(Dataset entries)
··········

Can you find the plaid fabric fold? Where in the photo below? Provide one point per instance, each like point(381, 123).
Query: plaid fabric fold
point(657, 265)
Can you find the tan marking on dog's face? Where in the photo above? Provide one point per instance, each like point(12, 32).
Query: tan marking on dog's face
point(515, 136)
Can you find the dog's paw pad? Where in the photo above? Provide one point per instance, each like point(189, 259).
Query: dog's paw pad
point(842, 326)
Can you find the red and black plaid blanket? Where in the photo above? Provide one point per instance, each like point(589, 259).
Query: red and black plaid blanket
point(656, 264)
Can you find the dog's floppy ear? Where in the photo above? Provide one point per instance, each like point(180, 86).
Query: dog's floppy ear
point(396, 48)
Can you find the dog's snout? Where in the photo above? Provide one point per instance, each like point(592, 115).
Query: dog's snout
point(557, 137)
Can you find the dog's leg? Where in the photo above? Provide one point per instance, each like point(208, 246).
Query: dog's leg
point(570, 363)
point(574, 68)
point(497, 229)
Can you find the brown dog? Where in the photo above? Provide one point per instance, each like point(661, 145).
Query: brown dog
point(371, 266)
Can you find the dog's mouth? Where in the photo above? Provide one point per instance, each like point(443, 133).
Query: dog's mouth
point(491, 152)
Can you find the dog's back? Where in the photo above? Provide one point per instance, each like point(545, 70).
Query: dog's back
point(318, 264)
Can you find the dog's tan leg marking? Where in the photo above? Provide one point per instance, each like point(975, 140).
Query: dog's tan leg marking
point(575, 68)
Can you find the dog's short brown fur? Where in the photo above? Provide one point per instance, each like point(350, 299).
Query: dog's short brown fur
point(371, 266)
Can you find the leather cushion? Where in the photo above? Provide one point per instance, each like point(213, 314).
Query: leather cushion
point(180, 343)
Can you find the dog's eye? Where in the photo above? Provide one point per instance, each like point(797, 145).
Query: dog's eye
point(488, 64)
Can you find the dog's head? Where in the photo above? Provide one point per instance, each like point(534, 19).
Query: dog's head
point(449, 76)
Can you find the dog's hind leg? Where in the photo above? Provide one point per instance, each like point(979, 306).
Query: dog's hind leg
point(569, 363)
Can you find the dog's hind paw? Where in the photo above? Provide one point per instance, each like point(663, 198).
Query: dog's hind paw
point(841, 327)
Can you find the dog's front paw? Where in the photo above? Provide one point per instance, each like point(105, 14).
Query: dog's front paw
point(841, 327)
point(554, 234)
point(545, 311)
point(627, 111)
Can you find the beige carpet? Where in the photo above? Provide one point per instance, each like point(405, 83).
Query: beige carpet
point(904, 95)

··········

When you reach the line containing "Query: dog's mouth" in the data above, start copying exactly, and stop after the line containing "Can you find the dog's tan".

Query: dog's mouth
point(491, 152)
Can you find the dog's back? Where in the photo above? Provide one point per instance, each like point(545, 70).
Query: dog's back
point(318, 264)
Can you find the dog's tan leg marking? Where in the photo above? Provide one point per instance, each like point(975, 140).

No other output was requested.